Task directions: Instruction for the entries that follow: retype exactly the lines from the line with "Target: red foliage" to the line with "Target: foliage", both included, and omit all others.
+++++
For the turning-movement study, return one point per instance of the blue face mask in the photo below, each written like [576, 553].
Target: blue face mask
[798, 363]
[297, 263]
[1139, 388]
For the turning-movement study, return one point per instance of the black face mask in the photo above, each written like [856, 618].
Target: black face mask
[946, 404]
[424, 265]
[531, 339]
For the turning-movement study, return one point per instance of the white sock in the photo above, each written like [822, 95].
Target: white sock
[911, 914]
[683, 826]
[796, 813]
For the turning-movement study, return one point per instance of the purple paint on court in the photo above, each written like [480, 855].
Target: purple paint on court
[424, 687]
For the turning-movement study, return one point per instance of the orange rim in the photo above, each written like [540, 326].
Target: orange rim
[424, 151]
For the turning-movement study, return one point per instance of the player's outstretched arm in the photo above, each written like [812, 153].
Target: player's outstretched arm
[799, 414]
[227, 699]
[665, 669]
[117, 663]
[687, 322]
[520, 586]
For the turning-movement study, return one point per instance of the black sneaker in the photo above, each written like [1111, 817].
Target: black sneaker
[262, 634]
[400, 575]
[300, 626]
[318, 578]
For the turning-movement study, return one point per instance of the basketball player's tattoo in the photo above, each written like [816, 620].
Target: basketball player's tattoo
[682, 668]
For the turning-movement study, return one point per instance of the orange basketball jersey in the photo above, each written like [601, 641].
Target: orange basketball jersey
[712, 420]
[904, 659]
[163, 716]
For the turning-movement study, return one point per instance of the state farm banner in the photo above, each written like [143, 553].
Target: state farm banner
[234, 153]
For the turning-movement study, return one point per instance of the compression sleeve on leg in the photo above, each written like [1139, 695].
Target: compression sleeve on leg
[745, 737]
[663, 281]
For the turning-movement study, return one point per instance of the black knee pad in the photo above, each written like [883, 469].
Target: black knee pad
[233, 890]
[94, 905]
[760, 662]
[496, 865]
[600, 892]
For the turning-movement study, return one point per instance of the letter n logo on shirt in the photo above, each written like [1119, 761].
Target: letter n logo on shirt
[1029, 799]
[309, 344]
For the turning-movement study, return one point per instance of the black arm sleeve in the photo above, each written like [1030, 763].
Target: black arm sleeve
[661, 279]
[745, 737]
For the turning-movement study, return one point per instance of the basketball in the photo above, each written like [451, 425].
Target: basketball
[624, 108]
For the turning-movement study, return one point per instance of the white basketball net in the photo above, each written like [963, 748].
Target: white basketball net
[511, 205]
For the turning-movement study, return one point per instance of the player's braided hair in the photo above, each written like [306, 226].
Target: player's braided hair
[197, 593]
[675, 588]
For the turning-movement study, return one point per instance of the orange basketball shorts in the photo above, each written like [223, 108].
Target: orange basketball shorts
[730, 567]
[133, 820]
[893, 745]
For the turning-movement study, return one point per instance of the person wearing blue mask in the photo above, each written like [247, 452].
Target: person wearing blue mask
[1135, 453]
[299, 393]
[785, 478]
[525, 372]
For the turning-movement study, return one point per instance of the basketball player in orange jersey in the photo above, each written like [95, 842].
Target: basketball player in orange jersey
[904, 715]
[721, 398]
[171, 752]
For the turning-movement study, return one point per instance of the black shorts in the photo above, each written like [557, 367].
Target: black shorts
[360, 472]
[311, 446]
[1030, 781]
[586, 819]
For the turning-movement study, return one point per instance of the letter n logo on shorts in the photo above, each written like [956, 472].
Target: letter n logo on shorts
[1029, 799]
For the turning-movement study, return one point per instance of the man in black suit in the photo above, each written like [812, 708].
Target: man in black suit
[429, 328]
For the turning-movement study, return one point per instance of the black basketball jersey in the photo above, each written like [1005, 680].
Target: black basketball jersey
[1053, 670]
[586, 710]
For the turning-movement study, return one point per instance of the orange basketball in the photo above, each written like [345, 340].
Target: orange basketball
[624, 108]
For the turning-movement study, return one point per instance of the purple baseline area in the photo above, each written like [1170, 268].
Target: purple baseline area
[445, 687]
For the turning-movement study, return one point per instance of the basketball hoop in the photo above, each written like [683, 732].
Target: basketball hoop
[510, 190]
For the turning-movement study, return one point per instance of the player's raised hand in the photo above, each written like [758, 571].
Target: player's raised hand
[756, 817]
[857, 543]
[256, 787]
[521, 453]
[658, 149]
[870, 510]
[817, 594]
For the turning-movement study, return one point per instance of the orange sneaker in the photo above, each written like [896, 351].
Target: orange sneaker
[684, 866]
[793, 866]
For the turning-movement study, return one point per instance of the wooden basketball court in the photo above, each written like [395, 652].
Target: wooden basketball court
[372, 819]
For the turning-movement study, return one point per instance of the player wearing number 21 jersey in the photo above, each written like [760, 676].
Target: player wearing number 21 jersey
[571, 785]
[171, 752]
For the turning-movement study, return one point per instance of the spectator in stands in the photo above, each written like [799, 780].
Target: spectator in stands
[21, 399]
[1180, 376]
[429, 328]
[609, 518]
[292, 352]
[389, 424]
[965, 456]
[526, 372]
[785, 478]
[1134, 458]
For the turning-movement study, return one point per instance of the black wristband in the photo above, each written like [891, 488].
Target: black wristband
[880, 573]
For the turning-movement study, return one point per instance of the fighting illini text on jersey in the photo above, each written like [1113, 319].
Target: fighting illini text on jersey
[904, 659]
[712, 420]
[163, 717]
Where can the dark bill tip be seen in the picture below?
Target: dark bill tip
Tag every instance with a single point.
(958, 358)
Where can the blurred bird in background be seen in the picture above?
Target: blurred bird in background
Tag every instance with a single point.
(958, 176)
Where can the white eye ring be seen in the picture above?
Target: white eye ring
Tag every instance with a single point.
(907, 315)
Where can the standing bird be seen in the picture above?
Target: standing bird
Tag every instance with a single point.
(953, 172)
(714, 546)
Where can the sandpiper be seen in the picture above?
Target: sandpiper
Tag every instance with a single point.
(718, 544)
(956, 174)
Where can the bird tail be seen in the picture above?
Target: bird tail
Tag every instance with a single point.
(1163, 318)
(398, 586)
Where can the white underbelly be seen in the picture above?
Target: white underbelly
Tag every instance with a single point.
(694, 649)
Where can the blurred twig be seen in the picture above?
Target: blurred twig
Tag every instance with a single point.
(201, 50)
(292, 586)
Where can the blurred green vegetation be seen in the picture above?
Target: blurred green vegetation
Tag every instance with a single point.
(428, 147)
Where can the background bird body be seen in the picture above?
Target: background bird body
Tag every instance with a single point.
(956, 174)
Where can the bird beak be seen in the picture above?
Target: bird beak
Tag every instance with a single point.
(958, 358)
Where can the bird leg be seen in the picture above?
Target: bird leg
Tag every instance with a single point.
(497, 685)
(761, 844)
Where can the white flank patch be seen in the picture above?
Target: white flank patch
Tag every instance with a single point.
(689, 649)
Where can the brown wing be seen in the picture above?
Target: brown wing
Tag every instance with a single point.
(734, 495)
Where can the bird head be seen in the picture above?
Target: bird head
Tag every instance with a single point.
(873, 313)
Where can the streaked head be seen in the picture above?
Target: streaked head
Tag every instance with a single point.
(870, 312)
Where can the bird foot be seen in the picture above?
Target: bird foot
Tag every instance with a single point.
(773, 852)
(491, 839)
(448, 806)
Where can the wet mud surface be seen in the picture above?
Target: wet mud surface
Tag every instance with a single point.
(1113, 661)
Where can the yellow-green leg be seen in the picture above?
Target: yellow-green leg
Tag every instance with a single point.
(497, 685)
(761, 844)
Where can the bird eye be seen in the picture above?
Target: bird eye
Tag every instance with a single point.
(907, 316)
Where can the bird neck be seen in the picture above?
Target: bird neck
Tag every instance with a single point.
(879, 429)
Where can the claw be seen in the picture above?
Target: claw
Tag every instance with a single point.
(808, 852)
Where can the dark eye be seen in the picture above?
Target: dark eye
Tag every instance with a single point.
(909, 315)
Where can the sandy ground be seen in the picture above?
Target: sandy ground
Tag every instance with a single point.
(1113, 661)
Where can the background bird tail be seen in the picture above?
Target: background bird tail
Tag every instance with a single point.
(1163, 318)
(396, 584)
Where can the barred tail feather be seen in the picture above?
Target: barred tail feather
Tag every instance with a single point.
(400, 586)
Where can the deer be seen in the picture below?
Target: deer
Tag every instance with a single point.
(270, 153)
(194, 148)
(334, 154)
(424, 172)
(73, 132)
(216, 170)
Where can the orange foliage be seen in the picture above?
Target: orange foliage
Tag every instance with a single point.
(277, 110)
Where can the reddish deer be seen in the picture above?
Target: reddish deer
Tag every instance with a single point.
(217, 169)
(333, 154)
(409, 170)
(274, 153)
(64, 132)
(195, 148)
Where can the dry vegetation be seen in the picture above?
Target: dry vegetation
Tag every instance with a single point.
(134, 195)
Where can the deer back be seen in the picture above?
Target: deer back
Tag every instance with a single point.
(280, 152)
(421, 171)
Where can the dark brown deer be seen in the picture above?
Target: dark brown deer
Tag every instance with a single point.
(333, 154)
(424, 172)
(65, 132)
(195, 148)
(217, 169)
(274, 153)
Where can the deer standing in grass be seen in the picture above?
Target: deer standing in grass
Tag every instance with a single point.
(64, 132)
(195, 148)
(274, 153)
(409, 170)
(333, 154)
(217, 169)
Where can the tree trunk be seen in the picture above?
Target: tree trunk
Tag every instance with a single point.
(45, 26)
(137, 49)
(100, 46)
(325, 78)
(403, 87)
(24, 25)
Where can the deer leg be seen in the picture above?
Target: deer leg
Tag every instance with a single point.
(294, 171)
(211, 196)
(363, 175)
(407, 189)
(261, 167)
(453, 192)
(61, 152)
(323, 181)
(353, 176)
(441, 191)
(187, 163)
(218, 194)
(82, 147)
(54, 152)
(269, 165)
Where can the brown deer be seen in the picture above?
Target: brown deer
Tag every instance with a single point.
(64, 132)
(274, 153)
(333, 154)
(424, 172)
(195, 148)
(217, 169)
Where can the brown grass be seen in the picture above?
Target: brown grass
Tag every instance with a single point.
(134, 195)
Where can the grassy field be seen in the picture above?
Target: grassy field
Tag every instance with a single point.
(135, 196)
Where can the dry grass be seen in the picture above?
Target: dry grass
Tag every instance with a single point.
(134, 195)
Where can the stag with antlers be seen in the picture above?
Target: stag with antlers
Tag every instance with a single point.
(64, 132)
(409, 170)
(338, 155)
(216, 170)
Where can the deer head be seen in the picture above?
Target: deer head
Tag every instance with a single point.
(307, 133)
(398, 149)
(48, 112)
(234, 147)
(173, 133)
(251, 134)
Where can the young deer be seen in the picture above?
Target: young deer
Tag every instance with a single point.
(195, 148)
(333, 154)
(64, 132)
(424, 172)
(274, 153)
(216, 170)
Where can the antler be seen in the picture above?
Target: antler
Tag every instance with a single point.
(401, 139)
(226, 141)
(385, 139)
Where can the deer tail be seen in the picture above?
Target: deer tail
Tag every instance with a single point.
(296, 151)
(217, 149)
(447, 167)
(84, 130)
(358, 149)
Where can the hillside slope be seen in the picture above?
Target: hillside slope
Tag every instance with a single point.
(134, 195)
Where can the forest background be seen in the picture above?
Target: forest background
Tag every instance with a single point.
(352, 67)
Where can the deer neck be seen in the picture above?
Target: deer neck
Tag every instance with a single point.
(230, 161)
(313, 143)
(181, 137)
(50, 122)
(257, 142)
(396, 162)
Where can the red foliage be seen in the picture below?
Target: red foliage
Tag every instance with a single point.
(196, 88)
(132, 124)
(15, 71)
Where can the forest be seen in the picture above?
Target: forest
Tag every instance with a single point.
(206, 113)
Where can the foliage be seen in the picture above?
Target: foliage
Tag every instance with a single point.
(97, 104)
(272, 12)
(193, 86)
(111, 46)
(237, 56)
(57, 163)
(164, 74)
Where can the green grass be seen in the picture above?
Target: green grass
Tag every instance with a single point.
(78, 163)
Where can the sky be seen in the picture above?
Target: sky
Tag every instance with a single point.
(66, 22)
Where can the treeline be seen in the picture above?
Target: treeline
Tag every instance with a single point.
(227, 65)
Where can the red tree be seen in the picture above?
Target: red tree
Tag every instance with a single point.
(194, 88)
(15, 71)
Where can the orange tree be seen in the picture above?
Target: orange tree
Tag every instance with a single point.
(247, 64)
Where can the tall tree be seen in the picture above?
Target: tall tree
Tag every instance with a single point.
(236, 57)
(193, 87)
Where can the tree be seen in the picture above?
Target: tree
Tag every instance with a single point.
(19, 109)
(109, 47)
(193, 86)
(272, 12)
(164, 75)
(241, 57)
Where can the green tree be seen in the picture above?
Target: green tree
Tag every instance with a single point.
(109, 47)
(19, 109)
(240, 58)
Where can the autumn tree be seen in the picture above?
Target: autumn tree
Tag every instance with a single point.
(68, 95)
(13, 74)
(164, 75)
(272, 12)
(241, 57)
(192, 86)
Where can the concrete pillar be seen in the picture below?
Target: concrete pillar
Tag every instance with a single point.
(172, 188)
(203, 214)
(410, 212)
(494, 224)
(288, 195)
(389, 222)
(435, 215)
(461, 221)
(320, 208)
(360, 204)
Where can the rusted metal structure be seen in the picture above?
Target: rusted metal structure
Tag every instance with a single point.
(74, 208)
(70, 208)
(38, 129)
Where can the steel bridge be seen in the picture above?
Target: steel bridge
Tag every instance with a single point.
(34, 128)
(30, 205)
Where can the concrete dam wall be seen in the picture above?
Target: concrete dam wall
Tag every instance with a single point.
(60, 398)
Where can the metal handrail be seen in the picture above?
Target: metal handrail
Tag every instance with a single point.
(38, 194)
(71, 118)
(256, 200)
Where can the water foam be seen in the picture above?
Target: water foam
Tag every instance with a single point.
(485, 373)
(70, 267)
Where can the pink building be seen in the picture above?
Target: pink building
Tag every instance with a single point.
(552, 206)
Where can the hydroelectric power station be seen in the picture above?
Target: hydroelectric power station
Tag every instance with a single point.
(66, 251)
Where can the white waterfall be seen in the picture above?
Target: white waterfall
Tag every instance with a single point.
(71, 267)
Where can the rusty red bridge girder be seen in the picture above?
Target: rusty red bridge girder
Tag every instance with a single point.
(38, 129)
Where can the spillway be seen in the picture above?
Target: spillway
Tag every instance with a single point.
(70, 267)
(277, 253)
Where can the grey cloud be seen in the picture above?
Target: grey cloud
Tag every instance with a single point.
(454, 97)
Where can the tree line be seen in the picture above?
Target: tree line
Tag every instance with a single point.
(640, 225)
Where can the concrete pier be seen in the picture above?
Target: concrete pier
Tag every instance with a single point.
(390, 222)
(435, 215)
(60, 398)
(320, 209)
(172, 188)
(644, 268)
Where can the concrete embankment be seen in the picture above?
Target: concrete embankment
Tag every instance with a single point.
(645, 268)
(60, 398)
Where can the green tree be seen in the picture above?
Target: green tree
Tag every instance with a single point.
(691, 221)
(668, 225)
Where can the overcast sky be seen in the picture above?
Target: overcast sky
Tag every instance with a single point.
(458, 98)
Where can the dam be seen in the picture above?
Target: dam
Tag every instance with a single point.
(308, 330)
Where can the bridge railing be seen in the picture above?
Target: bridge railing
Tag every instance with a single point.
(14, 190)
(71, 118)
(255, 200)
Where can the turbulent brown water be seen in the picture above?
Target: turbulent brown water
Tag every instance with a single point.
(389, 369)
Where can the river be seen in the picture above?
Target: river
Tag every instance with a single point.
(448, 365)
+++++
Solution:
Target: red foliage
Tag every instance with a single point.
(196, 88)
(132, 124)
(15, 71)
Where can the forest be seen in the picture above?
Target: forest
Tag every instance with a single point.
(206, 113)
Where can the foliage be seen in the picture above?
Target: foliage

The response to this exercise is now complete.